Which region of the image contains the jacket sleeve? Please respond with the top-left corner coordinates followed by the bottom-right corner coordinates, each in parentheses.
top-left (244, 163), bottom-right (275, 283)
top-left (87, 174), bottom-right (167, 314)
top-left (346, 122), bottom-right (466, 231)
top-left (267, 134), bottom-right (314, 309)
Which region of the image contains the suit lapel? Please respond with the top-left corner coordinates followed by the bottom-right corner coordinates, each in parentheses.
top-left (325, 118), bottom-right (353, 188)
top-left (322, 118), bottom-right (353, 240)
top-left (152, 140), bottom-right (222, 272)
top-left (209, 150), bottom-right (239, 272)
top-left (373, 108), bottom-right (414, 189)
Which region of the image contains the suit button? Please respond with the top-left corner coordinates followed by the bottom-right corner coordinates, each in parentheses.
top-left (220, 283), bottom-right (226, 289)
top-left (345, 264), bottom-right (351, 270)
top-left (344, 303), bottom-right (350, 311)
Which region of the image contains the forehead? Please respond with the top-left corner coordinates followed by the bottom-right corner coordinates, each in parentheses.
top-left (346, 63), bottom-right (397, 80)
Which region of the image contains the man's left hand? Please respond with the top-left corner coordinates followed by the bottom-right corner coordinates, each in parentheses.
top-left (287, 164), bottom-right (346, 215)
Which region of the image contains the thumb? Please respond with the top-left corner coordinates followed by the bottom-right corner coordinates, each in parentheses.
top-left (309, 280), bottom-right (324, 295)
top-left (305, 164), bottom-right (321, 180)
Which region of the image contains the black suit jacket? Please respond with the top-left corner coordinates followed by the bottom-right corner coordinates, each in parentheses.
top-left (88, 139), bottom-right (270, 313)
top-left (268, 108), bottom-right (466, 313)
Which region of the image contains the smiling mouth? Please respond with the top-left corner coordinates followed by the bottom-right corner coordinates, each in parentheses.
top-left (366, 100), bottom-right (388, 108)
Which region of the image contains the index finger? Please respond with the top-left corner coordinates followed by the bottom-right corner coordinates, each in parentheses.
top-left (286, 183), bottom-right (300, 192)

☆ ☆ ☆ ☆

Could you copy out all of the records above exactly?

EXERCISE ANSWER:
Which region of the image contains the jacket sleeve? Please respond with the top-left corner coordinates followed by the bottom-right corner coordinates, each in parentheses.
top-left (244, 163), bottom-right (275, 283)
top-left (87, 174), bottom-right (167, 314)
top-left (346, 122), bottom-right (466, 231)
top-left (267, 134), bottom-right (314, 309)
Which region of the image contains the suit lapel? Please respond with the top-left corner coordinates followed by the bottom-right corner coordinates, each in parentheses.
top-left (325, 118), bottom-right (353, 188)
top-left (322, 118), bottom-right (353, 240)
top-left (152, 140), bottom-right (222, 272)
top-left (209, 150), bottom-right (239, 272)
top-left (373, 108), bottom-right (414, 189)
Which region of the image contains the suit button? Please respond with the top-left corner coordinates followed by the bottom-right corner coordinates, each in parentheses.
top-left (220, 283), bottom-right (226, 289)
top-left (345, 264), bottom-right (351, 270)
top-left (344, 303), bottom-right (350, 311)
Which region of the image contains the forehead? Please respond with the top-left corner coordinates followed by the bottom-right corner coordinates, each in parentheses.
top-left (346, 63), bottom-right (397, 80)
Which region of the image contains the man's left hand? Please respond with the top-left corner coordinates followed by the bottom-right corner coordinates, each in parentheses.
top-left (287, 164), bottom-right (346, 215)
Which region of the image contains the thumb? Please respond with the top-left corner coordinates followed by the bottom-right corner coordinates, each in parentheses.
top-left (309, 280), bottom-right (324, 295)
top-left (305, 164), bottom-right (321, 180)
Which region of the image contains the black suit jacket? Please respond with the top-left corner coordinates followed by the bottom-right corner coordinates, each in parentheses.
top-left (88, 139), bottom-right (270, 313)
top-left (268, 108), bottom-right (466, 313)
Which region of the image contains the smiling mouth? Please respond with the top-left corner coordinates followed by the bottom-right corner coordinates, each in parentheses.
top-left (366, 100), bottom-right (388, 108)
Which region of the image contains the index finger? Please respond with the top-left corner coordinates followed by the bottom-right corner coordinates, each in parentheses.
top-left (286, 183), bottom-right (300, 192)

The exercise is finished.